### [WORK ORDER]
When you return the data, keep each character exactly as it appears.

### [INPUT DATA]
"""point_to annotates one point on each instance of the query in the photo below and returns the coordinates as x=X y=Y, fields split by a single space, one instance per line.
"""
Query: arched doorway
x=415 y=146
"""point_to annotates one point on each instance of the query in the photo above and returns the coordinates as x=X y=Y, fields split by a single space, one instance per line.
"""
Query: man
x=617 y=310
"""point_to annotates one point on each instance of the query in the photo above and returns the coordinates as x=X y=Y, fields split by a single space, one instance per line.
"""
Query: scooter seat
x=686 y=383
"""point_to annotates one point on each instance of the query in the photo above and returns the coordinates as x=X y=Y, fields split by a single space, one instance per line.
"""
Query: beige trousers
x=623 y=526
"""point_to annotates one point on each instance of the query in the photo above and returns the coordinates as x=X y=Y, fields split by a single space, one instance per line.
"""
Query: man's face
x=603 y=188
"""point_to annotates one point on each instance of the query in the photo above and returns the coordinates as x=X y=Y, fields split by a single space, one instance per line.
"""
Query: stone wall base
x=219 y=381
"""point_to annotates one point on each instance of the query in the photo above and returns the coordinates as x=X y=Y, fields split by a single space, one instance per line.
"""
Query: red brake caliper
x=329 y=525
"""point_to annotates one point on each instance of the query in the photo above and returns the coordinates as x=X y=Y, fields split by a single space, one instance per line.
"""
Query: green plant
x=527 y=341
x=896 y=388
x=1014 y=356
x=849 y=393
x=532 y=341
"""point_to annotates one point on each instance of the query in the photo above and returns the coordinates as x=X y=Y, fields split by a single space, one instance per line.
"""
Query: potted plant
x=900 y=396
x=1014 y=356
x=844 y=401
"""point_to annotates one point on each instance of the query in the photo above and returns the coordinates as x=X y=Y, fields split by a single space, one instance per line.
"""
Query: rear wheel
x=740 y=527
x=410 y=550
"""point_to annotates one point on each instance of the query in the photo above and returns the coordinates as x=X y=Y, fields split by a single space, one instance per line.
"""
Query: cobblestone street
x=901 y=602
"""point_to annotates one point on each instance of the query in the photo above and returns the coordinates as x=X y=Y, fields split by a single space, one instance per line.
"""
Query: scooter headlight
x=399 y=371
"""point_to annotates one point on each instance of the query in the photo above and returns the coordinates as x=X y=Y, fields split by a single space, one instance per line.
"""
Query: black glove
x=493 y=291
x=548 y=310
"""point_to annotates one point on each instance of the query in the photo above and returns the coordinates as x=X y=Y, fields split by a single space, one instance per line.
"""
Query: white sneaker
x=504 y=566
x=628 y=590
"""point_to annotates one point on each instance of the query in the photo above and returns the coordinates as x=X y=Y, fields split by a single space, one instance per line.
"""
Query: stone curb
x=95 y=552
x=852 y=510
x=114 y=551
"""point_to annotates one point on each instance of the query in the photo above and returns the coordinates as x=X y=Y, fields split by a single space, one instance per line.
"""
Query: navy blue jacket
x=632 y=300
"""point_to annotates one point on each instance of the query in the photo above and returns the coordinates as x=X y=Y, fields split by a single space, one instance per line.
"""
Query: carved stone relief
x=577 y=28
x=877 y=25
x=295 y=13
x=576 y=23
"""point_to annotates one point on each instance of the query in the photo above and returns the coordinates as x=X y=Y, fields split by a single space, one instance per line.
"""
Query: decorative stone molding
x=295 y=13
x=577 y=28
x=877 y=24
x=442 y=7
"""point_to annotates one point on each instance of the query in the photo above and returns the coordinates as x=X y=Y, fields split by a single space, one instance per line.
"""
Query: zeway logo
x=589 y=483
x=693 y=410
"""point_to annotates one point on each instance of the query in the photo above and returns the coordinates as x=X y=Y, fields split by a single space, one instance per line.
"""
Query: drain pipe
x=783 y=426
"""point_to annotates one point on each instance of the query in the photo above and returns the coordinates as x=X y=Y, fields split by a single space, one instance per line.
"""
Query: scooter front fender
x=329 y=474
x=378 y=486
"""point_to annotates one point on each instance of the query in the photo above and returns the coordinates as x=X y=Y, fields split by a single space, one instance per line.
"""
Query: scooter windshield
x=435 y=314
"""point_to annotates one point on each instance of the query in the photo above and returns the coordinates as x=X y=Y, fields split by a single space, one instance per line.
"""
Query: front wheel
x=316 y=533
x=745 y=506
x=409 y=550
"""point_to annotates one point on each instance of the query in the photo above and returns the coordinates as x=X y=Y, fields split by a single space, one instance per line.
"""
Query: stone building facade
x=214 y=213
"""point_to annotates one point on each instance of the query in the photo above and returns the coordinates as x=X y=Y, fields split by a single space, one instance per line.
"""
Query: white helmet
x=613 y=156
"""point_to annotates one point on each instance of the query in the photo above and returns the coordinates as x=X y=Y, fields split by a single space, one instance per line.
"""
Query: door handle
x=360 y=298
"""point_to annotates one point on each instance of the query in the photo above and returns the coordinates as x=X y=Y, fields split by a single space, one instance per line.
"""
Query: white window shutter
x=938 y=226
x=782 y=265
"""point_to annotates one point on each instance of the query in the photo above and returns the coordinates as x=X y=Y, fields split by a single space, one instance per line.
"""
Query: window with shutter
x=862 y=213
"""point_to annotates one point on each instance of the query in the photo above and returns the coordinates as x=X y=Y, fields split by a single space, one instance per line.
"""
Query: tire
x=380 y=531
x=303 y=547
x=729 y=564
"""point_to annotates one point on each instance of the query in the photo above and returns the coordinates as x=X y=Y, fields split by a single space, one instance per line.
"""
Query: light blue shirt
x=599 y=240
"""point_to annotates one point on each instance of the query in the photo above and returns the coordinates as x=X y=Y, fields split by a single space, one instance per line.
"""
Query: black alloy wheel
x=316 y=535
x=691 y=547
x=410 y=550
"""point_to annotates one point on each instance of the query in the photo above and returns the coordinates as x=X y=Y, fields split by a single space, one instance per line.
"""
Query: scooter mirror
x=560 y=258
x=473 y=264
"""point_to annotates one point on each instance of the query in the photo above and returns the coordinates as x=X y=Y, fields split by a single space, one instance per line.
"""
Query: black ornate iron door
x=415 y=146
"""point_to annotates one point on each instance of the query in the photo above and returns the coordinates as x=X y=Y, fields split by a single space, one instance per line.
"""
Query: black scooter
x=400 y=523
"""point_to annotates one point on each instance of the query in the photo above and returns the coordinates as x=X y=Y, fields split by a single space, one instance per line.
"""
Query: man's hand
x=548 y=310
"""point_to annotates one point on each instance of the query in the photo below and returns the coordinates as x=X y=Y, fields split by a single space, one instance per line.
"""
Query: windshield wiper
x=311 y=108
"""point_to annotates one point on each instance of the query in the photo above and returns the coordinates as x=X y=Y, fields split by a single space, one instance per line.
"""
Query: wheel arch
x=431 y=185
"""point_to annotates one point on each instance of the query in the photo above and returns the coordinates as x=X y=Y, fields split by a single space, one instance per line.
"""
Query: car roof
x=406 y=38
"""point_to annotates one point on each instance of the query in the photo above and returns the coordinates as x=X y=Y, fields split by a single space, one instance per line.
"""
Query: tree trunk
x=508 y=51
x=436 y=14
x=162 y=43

### [WRITTEN ANSWER]
"""point_to annotates one point on each instance of the query in the photo below and returns the coordinates as x=X y=Y, fields split by a single space, one instance per line.
"""
Query: arched doorway
x=415 y=146
"""point_to annotates one point on each instance of the query in the photo above and returns the coordinates as x=X y=Y, fields split by a single space, one instance per line.
"""
Query: man
x=617 y=310
"""point_to annotates one point on each instance of the query in the photo above and returns the coordinates as x=X y=Y, fields split by a single space, one instance per line.
"""
Query: scooter seat
x=686 y=383
"""point_to annotates one point on each instance of the query in the photo above and returns the coordinates as x=X y=Y, fields split by a single space, one instance per line.
"""
Query: beige trousers
x=623 y=526
"""point_to annotates one point on each instance of the query in the photo above and returns the coordinates as x=X y=Y, fields split by a single space, one instance per line.
"""
Query: man's face
x=603 y=188
"""point_to annotates one point on each instance of the query in the photo above and returns the coordinates as x=X y=Y, fields split by a single space, one instance per line.
"""
Query: stone wall base
x=219 y=381
"""point_to annotates one point on each instance of the query in the photo above and returns the coordinates as x=X y=Y, fields split by a single space, one instance per line.
"""
Query: red brake caliper
x=329 y=525
"""point_to annotates one point on each instance of the query in the photo above and returns the coordinates as x=X y=Y, fields split by a single space, one instance per line.
"""
Query: green plant
x=527 y=341
x=896 y=388
x=1014 y=356
x=849 y=393
x=532 y=341
"""point_to annotates one point on each instance of the query in the photo above and returns the coordinates as x=X y=Y, fields split by a single space, one instance per line.
"""
Query: potted plant
x=900 y=396
x=1014 y=356
x=844 y=401
"""point_to annotates one point on each instance of the query in the photo above and returns the coordinates as x=X y=Y, fields split by a single space, one instance per line.
"""
Query: rear wheel
x=740 y=527
x=410 y=550
"""point_to annotates one point on each instance of the query in the photo above and returns the coordinates as x=X y=Y, fields split by a single space, one instance per line.
"""
Query: cobblestone street
x=901 y=602
"""point_to annotates one point on each instance of the query in the photo above and returns the coordinates as x=X y=Y, fields split by a single space, one instance per line.
"""
Query: scooter headlight
x=399 y=371
"""point_to annotates one point on each instance of the query in the photo above and returns the coordinates as x=X y=Y, fields split by a single space, one instance per line.
"""
Query: black glove
x=493 y=291
x=548 y=310
"""point_to annotates one point on each instance of the query in the photo above and returns the coordinates as x=X y=Y, fields split by a single space, one instance per line.
"""
Query: white sneaker
x=504 y=566
x=628 y=590
"""point_to annotates one point on each instance of the query in the photo above and returns the coordinates as x=X y=Y, fields split by a single space, one instance per line.
"""
Query: stone curb
x=95 y=552
x=852 y=510
x=114 y=551
"""point_to annotates one point on each instance of the query in the photo above and returns the coordinates as x=X y=Y, fields split by a single space, one instance per line.
"""
Query: navy blue jacket
x=632 y=300
"""point_to annotates one point on each instance of the query in the photo above and returns the coordinates as x=X y=Y, fields split by a single space, one instance per line.
"""
Query: carved stone relief
x=577 y=28
x=877 y=25
x=295 y=13
x=576 y=23
"""point_to annotates one point on each instance of the query in the photo above and returns the coordinates as x=X y=Y, fields split by a single space, one instance per line.
"""
Query: decorative stone molding
x=295 y=13
x=577 y=28
x=877 y=24
x=442 y=7
"""point_to annotates one point on each instance of the query in the photo above and returns the coordinates as x=X y=Y, fields split by a single space, one instance per line.
"""
Query: zeway logo
x=589 y=483
x=693 y=410
"""point_to annotates one point on each instance of the query in the photo above and returns the coordinates as x=X y=Y, fields split by a single space, one instance per line.
"""
Query: drain pipe
x=783 y=426
"""point_to annotates one point on each instance of the query in the photo above and returns the coordinates as x=X y=Y, fields split by a single space, one instance per line.
"""
Query: scooter front fender
x=329 y=474
x=378 y=486
"""point_to annotates one point on each instance of the query in the photo above and returns the coordinates as x=X y=Y, fields split by a single space, one instance per line.
"""
Query: scooter windshield
x=435 y=314
"""point_to annotates one point on each instance of the query in the photo above and returns the coordinates as x=X y=Y, fields split by a single space, one instance per line.
"""
Query: front wheel
x=316 y=533
x=745 y=506
x=409 y=550
"""point_to annotates one point on each instance of the query in the photo above and returns the coordinates as x=X y=Y, fields split by a single space, one instance per line.
"""
Query: stone building facade
x=214 y=213
"""point_to annotates one point on each instance of the query in the photo above and returns the coordinates as x=X y=Y, fields split by a single space, one instance per line.
"""
Query: white helmet
x=613 y=156
"""point_to annotates one point on each instance of the query in the photo above and returns the coordinates as x=X y=Y, fields split by a single space, one instance per line.
"""
Query: door handle
x=360 y=298
"""point_to annotates one point on each instance of the query in the photo above and returns the coordinates as x=X y=Y, fields split by a single space, one instance per line.
"""
Query: white window shutter
x=938 y=226
x=782 y=265
"""point_to annotates one point on each instance of the query in the photo above and returns the coordinates as x=X y=Y, fields split by a single space, one instance per line.
"""
Query: window with shutter
x=862 y=213
"""point_to annotates one point on each instance of the query in the photo above and returns the coordinates as x=X y=Y, fields split by a single space, one instance per line.
"""
Query: tire
x=380 y=531
x=303 y=547
x=729 y=564
"""point_to annotates one point on each instance of the query in the photo above and returns the coordinates as x=X y=Y, fields split by a single space, one instance per line.
"""
Query: light blue shirt
x=599 y=240
"""point_to annotates one point on each instance of the query in the photo above and returns the coordinates as x=X y=Y, fields split by a single space, one instance per line.
"""
Query: black alloy wheel
x=316 y=535
x=691 y=547
x=410 y=550
"""point_to annotates one point on each instance of the query in the photo above and returns the coordinates as x=X y=Y, fields split by a single space, one instance per line.
"""
Query: scooter mirror
x=560 y=258
x=473 y=264
"""point_to annotates one point on each instance of the query in the photo above and returns the coordinates as x=X y=Y, fields split by a single space, one instance per line.
"""
Query: black ornate iron door
x=415 y=146
"""point_to annotates one point on each instance of the query in the photo above and returns the coordinates as x=X y=Y, fields split by a single space, one instance per line.
"""
Query: black scooter
x=400 y=523
"""point_to annotates one point on each instance of the query in the photo above and returns the coordinates as x=X y=Y, fields split by a single space, one instance per line.
"""
Query: man's hand
x=548 y=310
"""point_to annotates one point on each instance of the query in the photo below and returns the coordinates as x=X y=Y, fields split by a single space, one instance per line.
"""
Query: windshield wiper
x=311 y=108
"""point_to annotates one point on each instance of the query in the photo above and returns the coordinates as x=X y=Y, fields split by a single space, one instance per line.
"""
Query: wheel arch
x=431 y=185
"""point_to annotates one point on each instance of the query in the photo above and returns the coordinates as x=X y=Y, fields split by a single space, one instance per line.
"""
Query: car roof
x=406 y=38
"""point_to annotates one point on each instance of the query in the photo above and returns the coordinates as x=X y=Y, fields split by a single space, one instance per line.
"""
Query: tree trunk
x=508 y=51
x=436 y=14
x=162 y=43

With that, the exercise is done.